- TASK DESCRIPTION
Revise the lines running from the line with "of the person" up to and including the line with "[[245, 314]]" by replacing "person on sidewalk" with "pedestrian on sidewalk" and leaving everything else unchanged. Return only those lines.

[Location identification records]

══════════════════════════════

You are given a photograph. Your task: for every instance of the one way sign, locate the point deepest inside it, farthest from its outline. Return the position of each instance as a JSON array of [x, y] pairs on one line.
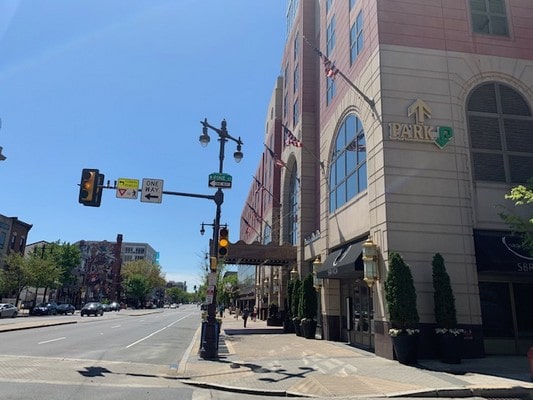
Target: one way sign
[[152, 190]]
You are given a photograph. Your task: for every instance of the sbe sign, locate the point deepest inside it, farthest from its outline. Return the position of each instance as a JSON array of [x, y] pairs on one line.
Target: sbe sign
[[419, 131]]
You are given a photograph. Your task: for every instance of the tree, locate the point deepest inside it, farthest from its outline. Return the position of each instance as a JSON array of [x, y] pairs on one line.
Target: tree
[[522, 196], [444, 300], [136, 288], [400, 294]]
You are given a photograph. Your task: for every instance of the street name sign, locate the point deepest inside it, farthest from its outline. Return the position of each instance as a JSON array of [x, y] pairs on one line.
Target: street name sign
[[220, 180], [152, 190], [127, 188]]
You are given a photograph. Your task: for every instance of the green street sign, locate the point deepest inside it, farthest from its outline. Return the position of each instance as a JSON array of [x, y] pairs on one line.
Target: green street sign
[[220, 180]]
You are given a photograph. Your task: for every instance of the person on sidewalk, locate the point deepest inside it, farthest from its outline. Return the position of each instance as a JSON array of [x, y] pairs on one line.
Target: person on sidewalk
[[245, 314]]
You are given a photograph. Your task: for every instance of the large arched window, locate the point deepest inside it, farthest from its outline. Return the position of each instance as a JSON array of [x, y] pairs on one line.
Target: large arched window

══════════════════════════════

- REPLY TO THE TASK
You are given a photograph. Your task: for every instance of the pedestrian on sidewalk, locate the point deepest inside it, farthest from its outline. Return the position of each instance as a JSON array of [x, y] pairs on one line.
Target: pedestrian on sidewalk
[[245, 314]]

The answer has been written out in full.